* [AUFGABEN]
(a) Fassen Sie den Absatz des Textausschnitts, der mit „Der Sachverständigenrat hat gerade“ beginnt, als kurze Stichpunktliste zusammen und behalten Sie dabei seine wesentlichen Fakten bei.
(b) Beantworten Sie anhand des Textausschnitts die folgenden Fragen:
(i) Welche Berichte kommen nach und nach auf den Tisch?
(ii) Wie schnell erhöht die US-Notenbank Fed die Zinsen?
(iii) Wann will die EZB frühestens die Zinszügel leicht anziehen?

Die nächsten Wochen werden zeigen, welche Auswirkungen die dramatischen Folgen des Putin-Kriegs auf die Bilanzen haben. Denn nach und nach kommen die Berichte der Unternehmen für das erste Quartal auf den Tisch. Und die sind zur Hälfte von den Auswirkungen des rücksichtlosen und todbringenden Überfalls der Russen auf die Ukraine beeinflusst. Dramatisch gestiegene Energie- und Nahrungsmittelpreise, zunehmende Lieferengpässe, möglicherweise Produktionseinschränkungen, die galoppierende Inflation und steigende Zinsen werden sich in den Zahlen zeigen. Und die extrem hohe Unsicherheit. Wie lange dauert der Krieg noch, wie lange das unerträgliche menschliche Leid, das auch an der Börse niemanden kalt lässt?
Der Sachverständigenrat hat gerade die Wachstumsprognose für Deutschland drastisch auf nur noch 2,7 Prozent heruntergeschraubt. Angesichts der hohen Inflation erhöht die US-Notenbank Fed die Zinsen viel schneller als erwartet. Die Europäische Zentralbank (EZB) freilich schlägt noch kein schnelleres Tempo ein. Frühestens im Herbst will sie die Zinszügel leicht anziehen, wie sie am Donnerstag durchblicken ließ.

* [GEGEBENE ZEILEN]
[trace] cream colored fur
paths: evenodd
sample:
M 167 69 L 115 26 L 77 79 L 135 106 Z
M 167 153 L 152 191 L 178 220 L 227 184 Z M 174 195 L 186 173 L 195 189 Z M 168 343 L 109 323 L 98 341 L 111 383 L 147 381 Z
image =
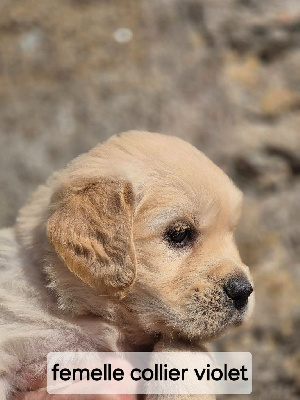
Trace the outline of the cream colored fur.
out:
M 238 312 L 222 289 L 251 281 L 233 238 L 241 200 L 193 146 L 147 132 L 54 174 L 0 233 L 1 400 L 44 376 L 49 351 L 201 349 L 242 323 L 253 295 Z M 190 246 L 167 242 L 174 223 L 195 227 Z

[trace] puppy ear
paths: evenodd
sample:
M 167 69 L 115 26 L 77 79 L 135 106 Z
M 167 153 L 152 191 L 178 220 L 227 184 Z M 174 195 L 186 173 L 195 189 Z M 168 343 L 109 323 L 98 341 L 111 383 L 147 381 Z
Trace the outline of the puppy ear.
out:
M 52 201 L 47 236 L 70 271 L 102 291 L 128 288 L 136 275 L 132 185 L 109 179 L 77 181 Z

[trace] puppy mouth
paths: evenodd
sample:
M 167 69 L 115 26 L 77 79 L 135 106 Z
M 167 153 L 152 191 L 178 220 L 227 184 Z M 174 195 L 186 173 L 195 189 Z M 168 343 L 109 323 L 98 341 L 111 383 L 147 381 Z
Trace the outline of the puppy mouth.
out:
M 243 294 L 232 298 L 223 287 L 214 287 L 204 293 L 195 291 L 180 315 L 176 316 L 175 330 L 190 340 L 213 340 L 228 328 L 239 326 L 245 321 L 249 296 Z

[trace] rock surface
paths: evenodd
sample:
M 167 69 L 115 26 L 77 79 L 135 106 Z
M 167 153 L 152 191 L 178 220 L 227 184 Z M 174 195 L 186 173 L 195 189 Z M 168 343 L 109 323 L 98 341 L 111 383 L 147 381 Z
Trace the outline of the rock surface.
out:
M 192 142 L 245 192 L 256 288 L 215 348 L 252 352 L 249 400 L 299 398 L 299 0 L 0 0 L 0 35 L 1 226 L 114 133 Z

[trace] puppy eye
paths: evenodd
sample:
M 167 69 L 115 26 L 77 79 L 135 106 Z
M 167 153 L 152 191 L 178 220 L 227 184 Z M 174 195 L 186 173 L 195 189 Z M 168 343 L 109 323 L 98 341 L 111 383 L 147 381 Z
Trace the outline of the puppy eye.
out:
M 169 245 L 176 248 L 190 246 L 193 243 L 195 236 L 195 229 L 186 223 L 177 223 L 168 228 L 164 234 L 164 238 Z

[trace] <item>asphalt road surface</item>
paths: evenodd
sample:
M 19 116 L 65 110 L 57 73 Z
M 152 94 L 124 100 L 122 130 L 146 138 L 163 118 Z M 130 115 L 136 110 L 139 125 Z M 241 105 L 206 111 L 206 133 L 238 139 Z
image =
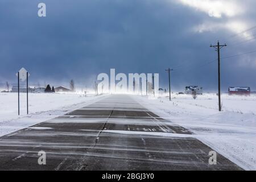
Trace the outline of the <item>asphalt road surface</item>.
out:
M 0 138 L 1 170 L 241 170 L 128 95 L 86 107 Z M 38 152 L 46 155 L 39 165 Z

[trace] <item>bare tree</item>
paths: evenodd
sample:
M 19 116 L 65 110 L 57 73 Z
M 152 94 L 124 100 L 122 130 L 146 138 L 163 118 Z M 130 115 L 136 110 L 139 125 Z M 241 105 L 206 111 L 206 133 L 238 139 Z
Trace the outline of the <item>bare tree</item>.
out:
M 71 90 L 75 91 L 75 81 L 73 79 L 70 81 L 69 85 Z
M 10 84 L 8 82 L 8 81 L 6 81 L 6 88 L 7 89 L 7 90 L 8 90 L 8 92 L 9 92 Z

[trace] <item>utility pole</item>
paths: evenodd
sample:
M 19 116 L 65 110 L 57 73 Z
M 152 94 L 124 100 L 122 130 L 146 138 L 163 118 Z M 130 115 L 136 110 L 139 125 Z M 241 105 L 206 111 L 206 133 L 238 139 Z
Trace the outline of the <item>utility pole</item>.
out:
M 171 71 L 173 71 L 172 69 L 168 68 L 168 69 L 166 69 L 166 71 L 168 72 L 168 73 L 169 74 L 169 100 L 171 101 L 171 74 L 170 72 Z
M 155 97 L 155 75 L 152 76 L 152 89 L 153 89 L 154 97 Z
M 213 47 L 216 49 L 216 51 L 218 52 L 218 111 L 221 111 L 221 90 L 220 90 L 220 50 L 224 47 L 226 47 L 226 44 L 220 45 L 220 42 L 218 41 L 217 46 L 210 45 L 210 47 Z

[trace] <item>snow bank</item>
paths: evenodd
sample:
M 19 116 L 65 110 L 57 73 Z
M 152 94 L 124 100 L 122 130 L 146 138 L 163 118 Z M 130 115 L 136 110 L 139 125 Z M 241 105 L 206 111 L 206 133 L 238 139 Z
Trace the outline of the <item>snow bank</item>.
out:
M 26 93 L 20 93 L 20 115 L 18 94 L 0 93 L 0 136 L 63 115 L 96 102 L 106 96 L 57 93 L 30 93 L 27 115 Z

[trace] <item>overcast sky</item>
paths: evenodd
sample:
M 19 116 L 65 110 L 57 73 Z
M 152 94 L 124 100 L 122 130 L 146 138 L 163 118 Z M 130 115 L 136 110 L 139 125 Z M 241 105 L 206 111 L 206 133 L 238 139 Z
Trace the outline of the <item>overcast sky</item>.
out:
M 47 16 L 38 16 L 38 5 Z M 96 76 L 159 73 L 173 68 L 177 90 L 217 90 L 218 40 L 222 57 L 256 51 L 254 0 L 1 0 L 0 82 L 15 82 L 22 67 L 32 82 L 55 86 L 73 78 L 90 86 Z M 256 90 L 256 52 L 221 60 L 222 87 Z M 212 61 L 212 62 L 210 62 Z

* [LÖSUNGEN]
(a)
- Der Sachverständigenrat hat die Wachstumsprognose für Deutschland drastisch auf nur noch 2,7 Prozent gesenkt.
- Wegen der hohen Inflation erhöht die US-Notenbank Fed die Zinsen viel schneller als erwartet.
- Die EZB schlägt noch kein schnelleres Tempo ein. Laut ihren Andeutungen vom Donnerstag will sie die Zinsen frühestens im Herbst leicht anheben.

(b)
(i) Die Berichte der Unternehmen für das erste Quartal.
(ii) Viel schneller als erwartet.
(iii) Frühestens im Herbst.